→ EXERCISE DIRECTIONS: Your answer must match the data word for word.

_ _ _ _

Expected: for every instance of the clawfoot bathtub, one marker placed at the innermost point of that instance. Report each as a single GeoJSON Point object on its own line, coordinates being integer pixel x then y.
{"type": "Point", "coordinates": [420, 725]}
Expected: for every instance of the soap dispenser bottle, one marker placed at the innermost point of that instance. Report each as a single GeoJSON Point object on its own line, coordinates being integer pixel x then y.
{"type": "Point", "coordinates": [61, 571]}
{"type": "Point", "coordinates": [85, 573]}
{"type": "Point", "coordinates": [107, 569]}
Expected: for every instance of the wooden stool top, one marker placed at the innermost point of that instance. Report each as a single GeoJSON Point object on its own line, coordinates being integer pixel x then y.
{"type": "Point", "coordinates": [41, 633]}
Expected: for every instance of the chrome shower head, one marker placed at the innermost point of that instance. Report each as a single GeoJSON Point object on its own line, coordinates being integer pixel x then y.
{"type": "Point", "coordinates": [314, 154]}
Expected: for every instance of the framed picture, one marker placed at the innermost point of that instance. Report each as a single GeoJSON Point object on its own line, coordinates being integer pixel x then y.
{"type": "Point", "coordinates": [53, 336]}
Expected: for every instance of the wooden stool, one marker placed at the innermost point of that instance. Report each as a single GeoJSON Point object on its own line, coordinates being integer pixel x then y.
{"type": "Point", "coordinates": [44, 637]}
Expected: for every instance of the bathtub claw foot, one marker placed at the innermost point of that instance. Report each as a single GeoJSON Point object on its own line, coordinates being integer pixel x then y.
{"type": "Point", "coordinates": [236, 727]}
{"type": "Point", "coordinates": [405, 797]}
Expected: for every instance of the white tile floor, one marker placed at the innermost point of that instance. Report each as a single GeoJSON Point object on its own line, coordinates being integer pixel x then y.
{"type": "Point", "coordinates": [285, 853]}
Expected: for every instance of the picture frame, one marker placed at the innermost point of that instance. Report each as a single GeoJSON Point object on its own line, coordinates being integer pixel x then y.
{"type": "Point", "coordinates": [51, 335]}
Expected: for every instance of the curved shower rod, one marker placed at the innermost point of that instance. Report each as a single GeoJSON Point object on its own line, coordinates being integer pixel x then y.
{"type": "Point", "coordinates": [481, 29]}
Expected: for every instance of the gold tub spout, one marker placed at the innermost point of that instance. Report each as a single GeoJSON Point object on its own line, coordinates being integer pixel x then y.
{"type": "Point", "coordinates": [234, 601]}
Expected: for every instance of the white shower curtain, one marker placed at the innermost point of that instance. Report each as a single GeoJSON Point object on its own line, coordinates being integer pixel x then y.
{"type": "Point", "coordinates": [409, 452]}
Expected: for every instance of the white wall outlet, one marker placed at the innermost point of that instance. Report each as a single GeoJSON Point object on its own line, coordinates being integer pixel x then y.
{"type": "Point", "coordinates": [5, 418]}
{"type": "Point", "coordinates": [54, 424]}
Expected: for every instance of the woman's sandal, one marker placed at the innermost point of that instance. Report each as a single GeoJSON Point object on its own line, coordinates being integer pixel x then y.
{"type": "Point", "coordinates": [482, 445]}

_ _ _ _

→ EXERCISE RESPONSE:
Expected: for every instance of the clawfoot bathtub, one marker placed at the innermost point of that instance. Report each as a single GeoJSON Point object on its own line, coordinates being integer pixel x then y.
{"type": "Point", "coordinates": [420, 725]}
Expected: for every instance of the soap dispenser bottle, one marker placed at the innermost point of that instance. Report each as a single GeoJSON Point object on its own line, coordinates being integer pixel x then y.
{"type": "Point", "coordinates": [61, 571]}
{"type": "Point", "coordinates": [85, 573]}
{"type": "Point", "coordinates": [107, 569]}
Expected: for every instance of the wooden stool top, one marker placed at the innermost point of that instance. Report each as a single GeoJSON Point object on its own line, coordinates being integer pixel x then y.
{"type": "Point", "coordinates": [41, 633]}
Expected: for every instance of the chrome shower head, one marker placed at the innermost point of that instance. Report each as a single GeoJSON Point object on its own line, coordinates being integer pixel x then y.
{"type": "Point", "coordinates": [314, 154]}
Expected: for every instance of the framed picture, one marker placed at the innermost point of that instance. Report each as a single GeoJSON Point object on its own line, coordinates being integer pixel x then y.
{"type": "Point", "coordinates": [53, 336]}
Expected: for every instance of the wooden stool, one marker placed at the innermost point of that instance. Report each as a single GeoJSON Point object on its own line, coordinates being integer pixel x then y.
{"type": "Point", "coordinates": [44, 637]}
Expected: for every instance of the bathtub claw foot, one marker placed at the innermost point of that instance. Report each as a single GeoJSON Point object on its own line, coordinates being integer pixel x then y.
{"type": "Point", "coordinates": [236, 727]}
{"type": "Point", "coordinates": [405, 797]}
Expected: for every instance of the white tile floor, one marker placed at the innermost point of that instance. Report each as a single GeoJSON Point object on its own line, coordinates being integer pixel x then y.
{"type": "Point", "coordinates": [285, 853]}
Expected: for every instance of the picture frame, one marker placed at the innermost point of that instance. Report each as a single GeoJSON Point object on its own line, coordinates being integer pixel x then y.
{"type": "Point", "coordinates": [51, 335]}
Expected: for every instance of the curved shower rod, one marker placed at the innermost point of that instance. Report each as a single GeoJSON Point object on its own line, coordinates being integer pixel x then y.
{"type": "Point", "coordinates": [481, 29]}
Expected: for every instance of the gold tub spout, one marker placed at the innermost point of that instance. Report each as a single GeoJSON Point object on its own line, coordinates being integer pixel x then y.
{"type": "Point", "coordinates": [234, 601]}
Expected: for every instance of the white shower curtain, one marker placed at the innermost point of that instance. Report each as a single GeoJSON Point object on its own line, coordinates being integer pixel x then y.
{"type": "Point", "coordinates": [409, 452]}
Expected: for every instance of the white wall outlet, one marker placed at the innermost point of that instance. Report each as a single GeoJSON Point object on its own line, coordinates being integer pixel x then y.
{"type": "Point", "coordinates": [5, 418]}
{"type": "Point", "coordinates": [54, 424]}
Expected: for every instance of the woman's sandal, one marker placed at the innermost point of that instance. Report each as a single GeoJSON Point object on its own line, coordinates being integer pixel x then y.
{"type": "Point", "coordinates": [482, 445]}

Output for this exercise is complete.